# Material provided

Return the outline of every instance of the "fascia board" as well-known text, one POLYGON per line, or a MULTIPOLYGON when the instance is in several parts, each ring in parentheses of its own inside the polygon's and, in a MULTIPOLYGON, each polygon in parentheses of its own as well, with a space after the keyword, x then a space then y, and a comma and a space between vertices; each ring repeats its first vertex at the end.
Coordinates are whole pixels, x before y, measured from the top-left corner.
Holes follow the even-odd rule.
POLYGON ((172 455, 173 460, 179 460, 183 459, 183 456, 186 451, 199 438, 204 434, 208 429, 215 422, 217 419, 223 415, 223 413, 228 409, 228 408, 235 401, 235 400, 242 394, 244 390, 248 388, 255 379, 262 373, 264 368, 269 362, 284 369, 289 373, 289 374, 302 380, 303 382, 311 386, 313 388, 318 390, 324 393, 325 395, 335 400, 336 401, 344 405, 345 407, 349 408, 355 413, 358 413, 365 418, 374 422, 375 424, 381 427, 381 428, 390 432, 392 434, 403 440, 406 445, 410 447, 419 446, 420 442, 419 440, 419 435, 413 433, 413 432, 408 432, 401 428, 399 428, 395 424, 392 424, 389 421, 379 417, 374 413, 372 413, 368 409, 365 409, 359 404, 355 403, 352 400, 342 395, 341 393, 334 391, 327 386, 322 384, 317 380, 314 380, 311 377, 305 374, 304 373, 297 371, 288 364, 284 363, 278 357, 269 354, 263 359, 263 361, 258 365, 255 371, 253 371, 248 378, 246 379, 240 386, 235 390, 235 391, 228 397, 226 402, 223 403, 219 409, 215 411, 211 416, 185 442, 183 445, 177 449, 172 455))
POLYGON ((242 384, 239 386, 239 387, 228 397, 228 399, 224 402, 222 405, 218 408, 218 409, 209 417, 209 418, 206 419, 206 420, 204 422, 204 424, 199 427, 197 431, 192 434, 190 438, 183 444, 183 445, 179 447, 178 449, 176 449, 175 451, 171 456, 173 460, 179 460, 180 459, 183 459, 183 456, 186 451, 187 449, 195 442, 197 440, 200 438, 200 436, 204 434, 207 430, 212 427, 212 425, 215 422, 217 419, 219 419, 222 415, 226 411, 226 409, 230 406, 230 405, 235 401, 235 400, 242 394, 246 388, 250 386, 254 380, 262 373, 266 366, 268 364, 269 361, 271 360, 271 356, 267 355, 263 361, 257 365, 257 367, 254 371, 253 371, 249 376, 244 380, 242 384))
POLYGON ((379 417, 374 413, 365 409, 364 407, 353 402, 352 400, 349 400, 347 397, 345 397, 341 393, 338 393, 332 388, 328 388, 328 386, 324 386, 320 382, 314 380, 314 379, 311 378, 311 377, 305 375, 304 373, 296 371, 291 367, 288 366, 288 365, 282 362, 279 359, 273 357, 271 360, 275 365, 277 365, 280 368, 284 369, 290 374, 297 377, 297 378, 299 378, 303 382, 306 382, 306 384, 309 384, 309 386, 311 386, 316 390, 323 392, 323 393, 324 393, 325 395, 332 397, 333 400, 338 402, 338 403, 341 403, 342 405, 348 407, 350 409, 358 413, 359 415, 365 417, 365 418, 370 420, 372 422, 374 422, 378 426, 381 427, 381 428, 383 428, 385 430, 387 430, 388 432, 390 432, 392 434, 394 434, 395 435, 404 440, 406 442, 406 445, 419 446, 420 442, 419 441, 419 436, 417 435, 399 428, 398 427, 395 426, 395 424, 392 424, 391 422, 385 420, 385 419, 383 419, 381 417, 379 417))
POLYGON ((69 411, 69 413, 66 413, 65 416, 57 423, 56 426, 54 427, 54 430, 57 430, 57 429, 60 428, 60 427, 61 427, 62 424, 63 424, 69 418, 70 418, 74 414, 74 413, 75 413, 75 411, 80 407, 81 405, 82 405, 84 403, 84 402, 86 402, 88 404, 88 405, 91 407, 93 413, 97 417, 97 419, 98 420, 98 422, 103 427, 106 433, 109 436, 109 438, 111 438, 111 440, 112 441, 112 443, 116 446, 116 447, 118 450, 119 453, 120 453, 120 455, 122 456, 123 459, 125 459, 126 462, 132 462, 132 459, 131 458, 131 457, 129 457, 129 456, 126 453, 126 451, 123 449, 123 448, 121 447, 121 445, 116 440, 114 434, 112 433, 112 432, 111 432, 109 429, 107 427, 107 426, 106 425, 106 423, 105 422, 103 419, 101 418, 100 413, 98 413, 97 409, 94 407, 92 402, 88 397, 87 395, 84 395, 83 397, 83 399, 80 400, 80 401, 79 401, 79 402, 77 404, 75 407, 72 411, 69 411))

# Goal
Rewrite the data above as a numbered list, from its first line up to and including the line with "Holes follow the even-odd rule.", and leave out any blank lines.

# The solution
1. Return the outline of every instance of the "fascia board" as well-known text, one POLYGON per line, or a MULTIPOLYGON when the instance is in several parts, each ring in parentheses of its own inside the polygon's and, in a MULTIPOLYGON, each polygon in parentheses of its own as well, with a space after the keyword, x then a space then y, and a comma and a space between vertices; each ring repeats its first vertex at the end.
2. Coordinates are whole pixels, x before y, measured from the top-left corner.
3. Holes follow the even-odd rule.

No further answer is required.